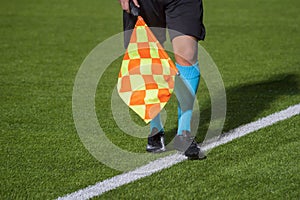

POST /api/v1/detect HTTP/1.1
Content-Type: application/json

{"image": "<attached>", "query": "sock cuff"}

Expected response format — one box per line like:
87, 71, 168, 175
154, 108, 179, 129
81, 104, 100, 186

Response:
176, 61, 200, 79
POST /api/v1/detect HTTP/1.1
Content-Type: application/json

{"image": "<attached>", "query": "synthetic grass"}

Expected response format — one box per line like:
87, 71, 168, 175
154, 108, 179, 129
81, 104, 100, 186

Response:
98, 116, 300, 199
0, 0, 300, 199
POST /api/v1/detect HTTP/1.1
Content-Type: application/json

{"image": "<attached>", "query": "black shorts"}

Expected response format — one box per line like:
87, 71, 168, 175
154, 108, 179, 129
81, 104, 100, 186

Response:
123, 0, 205, 46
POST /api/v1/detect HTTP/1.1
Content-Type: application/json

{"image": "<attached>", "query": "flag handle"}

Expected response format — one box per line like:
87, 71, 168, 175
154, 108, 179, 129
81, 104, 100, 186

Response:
129, 0, 140, 17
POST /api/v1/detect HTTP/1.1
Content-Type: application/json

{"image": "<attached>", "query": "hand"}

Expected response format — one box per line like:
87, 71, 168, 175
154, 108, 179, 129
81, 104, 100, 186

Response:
━━━━━━━━━━━━━━━━━━━━━━━━━━━━━━
### WHAT TO PRODUCE
Reproduce the listing above word for word, leaving out the image.

### SOLUTION TO THE EXERCISE
POST /api/v1/detect HTTP/1.1
Content-Type: application/json

{"image": "<attached>", "query": "sock cuff"}

Expected response format — one box per line like:
87, 71, 168, 175
154, 108, 179, 129
81, 104, 100, 186

Response:
176, 61, 200, 79
POST /api/v1/detect HTTP/1.1
Content-Type: application/json

{"image": "<attached>", "query": "synthetic grass"}

Expected response format — one box per line like:
87, 71, 168, 175
154, 108, 179, 129
81, 104, 100, 186

Response:
98, 116, 300, 199
0, 0, 300, 199
POST /api/v1/detect HTTP/1.1
Content-Type: application/json

{"image": "<attached>", "query": "black shorts"}

Expected response format — one box per line like:
87, 71, 168, 175
154, 108, 179, 129
81, 104, 100, 186

Response:
123, 0, 205, 46
POST /api/v1/detect HTTP/1.1
Content-Type: application/json

{"image": "<attached>", "query": "flag handle"}

Expected response format — one box per line like:
87, 71, 168, 175
154, 108, 179, 129
81, 104, 100, 186

Response:
129, 0, 140, 17
POST /api/v1/detect HTTP/1.1
Content-Type: application/json

{"image": "<attached>", "query": "hand"}

Expected response format — one box per line like:
87, 71, 168, 175
154, 108, 179, 129
81, 104, 100, 186

Response:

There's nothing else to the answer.